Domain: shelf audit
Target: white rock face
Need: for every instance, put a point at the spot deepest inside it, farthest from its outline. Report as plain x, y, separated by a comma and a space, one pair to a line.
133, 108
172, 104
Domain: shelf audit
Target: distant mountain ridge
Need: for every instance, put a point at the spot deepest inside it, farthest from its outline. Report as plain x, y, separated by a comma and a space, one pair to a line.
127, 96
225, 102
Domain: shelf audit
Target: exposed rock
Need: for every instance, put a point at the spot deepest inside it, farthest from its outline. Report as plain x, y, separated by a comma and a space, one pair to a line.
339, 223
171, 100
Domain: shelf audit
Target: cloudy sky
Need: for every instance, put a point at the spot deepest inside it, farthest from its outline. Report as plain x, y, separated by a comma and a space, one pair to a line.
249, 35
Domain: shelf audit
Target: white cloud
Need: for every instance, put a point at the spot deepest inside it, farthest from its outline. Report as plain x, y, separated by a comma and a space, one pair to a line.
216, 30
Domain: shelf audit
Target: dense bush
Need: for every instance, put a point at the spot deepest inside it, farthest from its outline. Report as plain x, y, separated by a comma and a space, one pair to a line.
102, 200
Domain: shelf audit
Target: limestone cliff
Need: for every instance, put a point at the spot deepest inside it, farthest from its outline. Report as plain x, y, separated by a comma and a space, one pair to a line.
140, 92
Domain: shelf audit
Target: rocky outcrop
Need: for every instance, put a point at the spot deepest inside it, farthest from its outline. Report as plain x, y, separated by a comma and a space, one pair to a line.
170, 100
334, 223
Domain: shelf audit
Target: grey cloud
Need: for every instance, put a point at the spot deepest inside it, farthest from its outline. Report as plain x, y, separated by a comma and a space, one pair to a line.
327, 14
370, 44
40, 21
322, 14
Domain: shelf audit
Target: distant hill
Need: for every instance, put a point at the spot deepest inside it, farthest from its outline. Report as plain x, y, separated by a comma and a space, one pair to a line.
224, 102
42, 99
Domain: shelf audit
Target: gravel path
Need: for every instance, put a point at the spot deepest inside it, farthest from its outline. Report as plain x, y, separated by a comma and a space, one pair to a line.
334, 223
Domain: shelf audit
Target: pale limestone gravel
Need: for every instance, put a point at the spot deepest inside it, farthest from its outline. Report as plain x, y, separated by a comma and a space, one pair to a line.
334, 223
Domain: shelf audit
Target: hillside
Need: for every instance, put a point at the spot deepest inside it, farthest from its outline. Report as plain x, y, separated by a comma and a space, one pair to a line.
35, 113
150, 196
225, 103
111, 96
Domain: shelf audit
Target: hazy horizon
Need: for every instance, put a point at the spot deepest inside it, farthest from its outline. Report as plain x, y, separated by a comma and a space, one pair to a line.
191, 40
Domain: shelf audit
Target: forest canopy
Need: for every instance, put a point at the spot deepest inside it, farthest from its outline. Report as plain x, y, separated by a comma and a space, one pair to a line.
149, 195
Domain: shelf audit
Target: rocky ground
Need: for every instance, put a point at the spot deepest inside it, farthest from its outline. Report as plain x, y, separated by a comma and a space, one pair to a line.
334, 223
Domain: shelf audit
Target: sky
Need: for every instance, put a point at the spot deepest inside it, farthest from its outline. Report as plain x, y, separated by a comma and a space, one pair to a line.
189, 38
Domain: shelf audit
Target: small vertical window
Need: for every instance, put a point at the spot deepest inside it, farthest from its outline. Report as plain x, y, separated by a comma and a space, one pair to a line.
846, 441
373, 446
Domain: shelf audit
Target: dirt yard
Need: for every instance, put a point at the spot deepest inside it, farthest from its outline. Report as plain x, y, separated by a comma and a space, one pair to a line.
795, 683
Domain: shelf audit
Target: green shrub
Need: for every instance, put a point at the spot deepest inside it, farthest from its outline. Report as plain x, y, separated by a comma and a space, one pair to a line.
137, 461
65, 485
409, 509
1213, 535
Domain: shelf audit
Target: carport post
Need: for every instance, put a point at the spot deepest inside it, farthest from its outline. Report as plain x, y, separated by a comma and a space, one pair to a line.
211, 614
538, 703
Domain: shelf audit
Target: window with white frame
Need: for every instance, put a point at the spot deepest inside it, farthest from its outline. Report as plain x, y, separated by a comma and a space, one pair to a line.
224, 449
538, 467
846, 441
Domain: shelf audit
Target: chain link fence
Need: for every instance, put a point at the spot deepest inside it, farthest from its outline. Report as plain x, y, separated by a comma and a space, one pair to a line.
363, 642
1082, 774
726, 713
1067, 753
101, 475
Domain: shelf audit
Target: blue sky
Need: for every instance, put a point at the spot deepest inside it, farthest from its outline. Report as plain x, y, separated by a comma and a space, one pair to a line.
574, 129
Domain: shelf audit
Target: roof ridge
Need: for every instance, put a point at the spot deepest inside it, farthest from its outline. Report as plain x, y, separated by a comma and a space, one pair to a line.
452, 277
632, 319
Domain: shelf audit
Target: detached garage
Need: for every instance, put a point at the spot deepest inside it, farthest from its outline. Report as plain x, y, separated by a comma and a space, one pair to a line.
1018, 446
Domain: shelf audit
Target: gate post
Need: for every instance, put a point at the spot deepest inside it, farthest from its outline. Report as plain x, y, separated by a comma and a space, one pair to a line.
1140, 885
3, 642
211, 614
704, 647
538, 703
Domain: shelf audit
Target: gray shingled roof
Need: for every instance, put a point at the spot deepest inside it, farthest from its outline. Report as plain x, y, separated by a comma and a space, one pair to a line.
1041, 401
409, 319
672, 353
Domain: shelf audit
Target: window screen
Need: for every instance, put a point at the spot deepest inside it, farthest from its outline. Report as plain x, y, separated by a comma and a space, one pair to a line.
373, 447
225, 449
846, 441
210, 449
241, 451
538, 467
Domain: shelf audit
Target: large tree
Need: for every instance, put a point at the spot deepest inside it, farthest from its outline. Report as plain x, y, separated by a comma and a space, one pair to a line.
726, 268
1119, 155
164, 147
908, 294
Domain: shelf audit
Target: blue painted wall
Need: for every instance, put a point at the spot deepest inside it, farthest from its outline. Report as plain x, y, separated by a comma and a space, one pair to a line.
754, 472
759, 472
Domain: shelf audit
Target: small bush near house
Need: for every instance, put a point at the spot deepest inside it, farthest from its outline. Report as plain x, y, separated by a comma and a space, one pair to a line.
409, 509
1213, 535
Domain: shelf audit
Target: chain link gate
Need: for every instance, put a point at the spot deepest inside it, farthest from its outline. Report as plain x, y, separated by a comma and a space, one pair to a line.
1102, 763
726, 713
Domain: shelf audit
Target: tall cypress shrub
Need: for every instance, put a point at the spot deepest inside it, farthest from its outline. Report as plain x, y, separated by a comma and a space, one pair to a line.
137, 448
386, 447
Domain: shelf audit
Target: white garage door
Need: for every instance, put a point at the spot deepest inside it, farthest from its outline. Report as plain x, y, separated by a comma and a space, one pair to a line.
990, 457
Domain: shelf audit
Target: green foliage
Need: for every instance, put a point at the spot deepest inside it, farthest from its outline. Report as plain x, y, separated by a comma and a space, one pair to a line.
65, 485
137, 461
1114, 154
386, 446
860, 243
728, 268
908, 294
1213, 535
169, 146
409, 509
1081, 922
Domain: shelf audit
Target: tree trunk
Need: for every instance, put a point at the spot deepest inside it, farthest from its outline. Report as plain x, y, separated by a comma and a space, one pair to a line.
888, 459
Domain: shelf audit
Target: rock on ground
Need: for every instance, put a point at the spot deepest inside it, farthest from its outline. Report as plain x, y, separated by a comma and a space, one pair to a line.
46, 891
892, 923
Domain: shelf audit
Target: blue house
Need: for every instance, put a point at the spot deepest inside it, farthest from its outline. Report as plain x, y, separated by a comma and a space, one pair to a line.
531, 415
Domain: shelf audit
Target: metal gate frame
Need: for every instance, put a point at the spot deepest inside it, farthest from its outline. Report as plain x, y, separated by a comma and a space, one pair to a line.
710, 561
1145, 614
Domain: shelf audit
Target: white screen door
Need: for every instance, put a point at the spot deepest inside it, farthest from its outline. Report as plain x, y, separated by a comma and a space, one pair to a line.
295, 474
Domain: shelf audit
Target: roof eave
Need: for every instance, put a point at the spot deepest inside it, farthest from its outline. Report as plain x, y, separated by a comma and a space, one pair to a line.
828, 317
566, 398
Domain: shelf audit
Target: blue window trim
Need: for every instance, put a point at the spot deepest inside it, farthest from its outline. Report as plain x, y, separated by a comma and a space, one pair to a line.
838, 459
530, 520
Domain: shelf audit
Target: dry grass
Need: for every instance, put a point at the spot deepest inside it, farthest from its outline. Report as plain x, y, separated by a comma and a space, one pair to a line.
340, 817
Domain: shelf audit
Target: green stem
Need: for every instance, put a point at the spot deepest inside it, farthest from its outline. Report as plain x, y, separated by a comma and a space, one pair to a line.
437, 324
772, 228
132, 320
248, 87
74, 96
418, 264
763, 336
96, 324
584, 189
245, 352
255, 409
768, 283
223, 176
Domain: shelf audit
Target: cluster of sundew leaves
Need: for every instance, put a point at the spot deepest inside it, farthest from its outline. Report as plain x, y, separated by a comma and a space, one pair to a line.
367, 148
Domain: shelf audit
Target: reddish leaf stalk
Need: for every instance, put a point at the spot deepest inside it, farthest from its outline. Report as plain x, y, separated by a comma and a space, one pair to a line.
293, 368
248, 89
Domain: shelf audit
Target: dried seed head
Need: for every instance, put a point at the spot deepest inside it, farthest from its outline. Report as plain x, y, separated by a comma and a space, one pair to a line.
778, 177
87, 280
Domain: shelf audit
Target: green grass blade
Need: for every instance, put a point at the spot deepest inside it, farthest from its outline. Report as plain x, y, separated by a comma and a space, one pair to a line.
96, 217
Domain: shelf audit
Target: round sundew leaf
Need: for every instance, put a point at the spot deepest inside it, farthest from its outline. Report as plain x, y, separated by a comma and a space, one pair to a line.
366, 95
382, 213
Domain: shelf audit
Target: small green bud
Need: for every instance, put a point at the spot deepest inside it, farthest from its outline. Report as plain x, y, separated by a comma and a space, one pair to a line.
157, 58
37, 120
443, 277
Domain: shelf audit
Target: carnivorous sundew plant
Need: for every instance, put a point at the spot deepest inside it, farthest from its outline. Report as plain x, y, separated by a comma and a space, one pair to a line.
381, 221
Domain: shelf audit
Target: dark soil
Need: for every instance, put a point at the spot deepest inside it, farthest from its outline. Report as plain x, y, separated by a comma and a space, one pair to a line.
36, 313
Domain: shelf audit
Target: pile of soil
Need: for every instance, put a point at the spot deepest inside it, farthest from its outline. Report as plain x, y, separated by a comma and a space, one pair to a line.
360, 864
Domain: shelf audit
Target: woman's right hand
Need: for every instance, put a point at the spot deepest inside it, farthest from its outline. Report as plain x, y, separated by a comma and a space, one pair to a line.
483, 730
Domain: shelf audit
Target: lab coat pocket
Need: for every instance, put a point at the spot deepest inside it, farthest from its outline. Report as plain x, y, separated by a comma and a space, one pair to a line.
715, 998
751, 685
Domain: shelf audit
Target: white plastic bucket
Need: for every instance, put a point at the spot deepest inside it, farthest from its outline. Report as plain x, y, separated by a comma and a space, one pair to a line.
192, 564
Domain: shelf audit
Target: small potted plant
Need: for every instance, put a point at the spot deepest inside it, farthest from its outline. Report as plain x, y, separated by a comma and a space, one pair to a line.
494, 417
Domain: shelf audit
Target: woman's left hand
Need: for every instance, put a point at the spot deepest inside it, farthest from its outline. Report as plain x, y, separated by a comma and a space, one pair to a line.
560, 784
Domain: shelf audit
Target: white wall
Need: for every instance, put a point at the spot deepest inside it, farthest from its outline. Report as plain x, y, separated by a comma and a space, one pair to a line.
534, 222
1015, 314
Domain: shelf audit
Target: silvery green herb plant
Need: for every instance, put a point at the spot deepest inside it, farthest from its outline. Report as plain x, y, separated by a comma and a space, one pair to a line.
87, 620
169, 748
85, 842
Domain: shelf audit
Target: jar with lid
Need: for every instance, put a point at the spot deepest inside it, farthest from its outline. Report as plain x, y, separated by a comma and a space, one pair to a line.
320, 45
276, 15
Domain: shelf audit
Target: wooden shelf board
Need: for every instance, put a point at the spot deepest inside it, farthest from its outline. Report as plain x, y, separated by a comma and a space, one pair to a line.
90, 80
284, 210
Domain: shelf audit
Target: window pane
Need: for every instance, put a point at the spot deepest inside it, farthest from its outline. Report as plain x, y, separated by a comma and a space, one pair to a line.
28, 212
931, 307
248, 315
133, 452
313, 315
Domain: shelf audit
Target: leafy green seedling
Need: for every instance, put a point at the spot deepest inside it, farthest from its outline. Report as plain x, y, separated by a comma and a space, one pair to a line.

# GOAL OF THE EXERCISE
Would you print exactly the lines from the first line of the entries above through the line that has "Target: grey cloud", both included, and stop there?

# RESPONSE TO THE EXERCISE
Domain: shelf audit
Target: white rock face
Need: for every instance, put a point at the spot deepest inside it, farthest from its outline. Report as plain x, y, separated by a comma and a space, one pair to a line.
133, 108
172, 104
Domain: shelf audit
Target: distant mountain ridge
Need: for every instance, put a point at the spot deepest inside it, farthest from its outline. Report as plain x, y, separated by a comma and a space, one pair to a line.
127, 96
225, 102
Domain: shelf audit
Target: exposed rock
Need: for every instance, put a point at the spot deepest inside it, farthest from its outline. Report as plain x, y, separated by a comma and a space, one pair to a line.
339, 223
171, 100
Domain: shelf audit
Target: cloudy sky
Need: for every instance, put a point at the spot deepest inside it, farthest from its outline. Report as plain x, y, separated by a comma and a space, one pair to a line.
249, 35
Domain: shelf audit
Target: white cloud
Need: for every instance, put a point at the spot deepest inside it, farthest from its outline. Report as plain x, y, separated by a comma and a space, one pair to a line.
216, 30
Domain: shelf audit
Target: dense bush
Need: for every instance, put a point at the spot deepest inside it, farthest from its outline. Report as plain x, y, separated by a comma and a space, one pair to a line.
102, 200
Domain: shelf audit
Target: limestone cliff
Need: for every instance, put a point at the spot deepest inside it, farthest from its outline. Report as plain x, y, separated by a comma and a space, one pair to a line.
140, 92
Domain: shelf audit
Target: rocky outcrop
Need: for every instance, put a point at the spot deepest inside it, farthest from its outline. Report as plain x, y, separated by a comma and a space, one pair to a line.
170, 100
334, 223
Domain: shelf audit
Target: grey cloud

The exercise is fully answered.